Por Faustino López Osuna*
Esto sucedió a mitad del sexenio de Miguel Alemán Valdés (1946-1952). Aguacaliente de Gárate no se recuperaba de que le hubieran achacado la muerte del gobernador Rodolfo T. Loaiza a Rodolfo Valdés Valdés “El Gitano”, oriundo de la comunidad. A ningún pueblo de Sinaloa le ocurrió lo mismo jamás, en toda su historia. Una descomunal injusticia.
En 1948, ya estaba construida la carretera internacional México-Nogales y faltaba la terminación de los puentes sobre los ríos Baluarte, en El Rosario, y Presidio, en Villa Unión, que todavía se cruzaban en pangas. En los veranos de entonces, era natural, cuando se plantaban las lluvias durante semanas, escuchar por las noches, a 15 kilómetros de distancia, cómo bramaba el mar, al desembocar en él todo su poderoso caudal de agua dulce, el Presidio.
Mi padre, que nunca faltaba a dormir, salvo cuando salía al monte de cacería, aquel día, andando de negocios en Mazatlán, se tuvo que quedar en el puerto, porque una lluvia torrencial impidió que se pudiera cruzar el río en Villa Unión. Esa noche, la tempestad, con vientos huracanados, se precipitó sobre Aguacaliente. Nuestra casa, construida en una esquina del cruce de dos calles por las que bajan los escurrimientos de los cerros y lomas del sur, este y oeste del barrio, iniciando el más largo arroyo que cruza de sur a norte la población, hasta formar el Arroyo Hondo, al poco tiempo empezó a inundarse por debajo de las puertas.
En medio de la penumbra apenas rasgada por los relámpagos, mi madre nos reunió a los cuatro hermanos en una sola habitación que daba a la calle, cuando empezamos a ver chorros de agua metiéndose por los intersticios hasta de las ventanas, a lo largo de las mismas, lo que indicaba que la corriente afuera tenía una altura de casi dos metros. Mi madre, alarmada, exclamó: “¡Dios mío, es una tromba!” y, sin abatirse, abrazándonos a todos, se puso a rezar un Ave María, confiando en que resistieran las aldabas de las puertas, que se cimbraban a punto de reventar, al tiempo que empezaban a flotar las camas y los muebles en la sala.
━━━━━━
## Ejercicio propuesto 1
Reproduce fielmente el pasaje del relato sobre la tromba que empieza con las palabras que contienen "Mi padre, que" y termina con "de las puertas.".
El listado no tiene ninguna relación con el relato sobre la tromba.

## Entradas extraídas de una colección
━━━━━━
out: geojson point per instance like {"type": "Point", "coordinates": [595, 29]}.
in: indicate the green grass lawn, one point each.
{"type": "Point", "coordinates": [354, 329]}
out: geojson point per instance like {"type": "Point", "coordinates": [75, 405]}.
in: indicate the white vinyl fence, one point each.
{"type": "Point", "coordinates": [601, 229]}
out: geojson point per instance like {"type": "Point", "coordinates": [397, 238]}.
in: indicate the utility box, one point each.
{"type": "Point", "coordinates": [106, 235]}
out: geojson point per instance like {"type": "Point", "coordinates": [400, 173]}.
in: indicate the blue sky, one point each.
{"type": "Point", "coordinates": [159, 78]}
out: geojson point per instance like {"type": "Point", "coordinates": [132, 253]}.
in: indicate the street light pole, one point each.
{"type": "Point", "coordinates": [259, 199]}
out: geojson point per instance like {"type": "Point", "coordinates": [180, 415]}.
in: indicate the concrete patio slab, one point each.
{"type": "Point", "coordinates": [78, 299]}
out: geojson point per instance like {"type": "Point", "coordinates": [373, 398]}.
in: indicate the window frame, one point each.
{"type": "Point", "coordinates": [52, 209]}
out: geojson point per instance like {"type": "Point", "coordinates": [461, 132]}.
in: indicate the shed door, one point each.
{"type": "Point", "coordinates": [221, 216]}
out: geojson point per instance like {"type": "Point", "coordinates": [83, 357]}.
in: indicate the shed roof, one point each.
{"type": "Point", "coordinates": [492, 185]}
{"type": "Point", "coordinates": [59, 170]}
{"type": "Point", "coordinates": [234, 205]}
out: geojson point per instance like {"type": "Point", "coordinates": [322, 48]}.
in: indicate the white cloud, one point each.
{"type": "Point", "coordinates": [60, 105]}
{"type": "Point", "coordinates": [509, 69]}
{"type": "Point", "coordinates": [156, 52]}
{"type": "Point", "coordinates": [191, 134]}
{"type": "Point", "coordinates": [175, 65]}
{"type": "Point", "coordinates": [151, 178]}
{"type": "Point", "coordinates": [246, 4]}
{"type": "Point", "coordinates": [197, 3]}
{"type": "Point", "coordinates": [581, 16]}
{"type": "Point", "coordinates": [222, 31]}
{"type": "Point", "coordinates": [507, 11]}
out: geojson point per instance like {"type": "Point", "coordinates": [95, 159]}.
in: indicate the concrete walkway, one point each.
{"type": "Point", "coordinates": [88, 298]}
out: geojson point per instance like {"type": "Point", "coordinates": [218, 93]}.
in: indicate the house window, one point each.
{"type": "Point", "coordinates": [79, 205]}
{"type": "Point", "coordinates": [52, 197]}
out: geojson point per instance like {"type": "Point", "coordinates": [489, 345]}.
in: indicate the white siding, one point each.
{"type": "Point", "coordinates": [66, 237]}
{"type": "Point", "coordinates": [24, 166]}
━━━━━━
## Ejercicio propuesto 2
Transcribe todas las líneas del listado en las que aparezca la palabra "window".

## Solución 1
Mi padre, que nunca faltaba a dormir, salvo cuando salía al monte de cacería, aquel día, andando de negocios en Mazatlán, se tuvo que quedar en el puerto, porque una lluvia torrencial impidió que se pudiera cruzar el río en Villa Unión. Esa noche, la tempestad, con vientos huracanados, se precipitó sobre Aguacaliente. Nuestra casa, construida en una esquina del cruce de dos calles por las que bajan los escurrimientos de los cerros y lomas del sur, este y oeste del barrio, iniciando el más largo arroyo que cruza de sur a norte la población, hasta formar el Arroyo Hondo, al poco tiempo empezó a inundarse por debajo de las puertas.

## Solución 2
in: indicate the window frame, one point each.
in: indicate the house window, one point each.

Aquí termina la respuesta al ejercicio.